About this task — Write the records out once more. Leave each line exactly as given.
== Segment start ==
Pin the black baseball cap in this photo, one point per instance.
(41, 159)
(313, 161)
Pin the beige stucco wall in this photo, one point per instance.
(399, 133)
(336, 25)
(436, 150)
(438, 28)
== Segment end ==
Solution below —
Pin the black baseball cap in this photo, one point per instance.
(41, 159)
(313, 161)
Pin the beige stucco wall in this photo, one point per instance.
(399, 133)
(336, 25)
(436, 150)
(438, 28)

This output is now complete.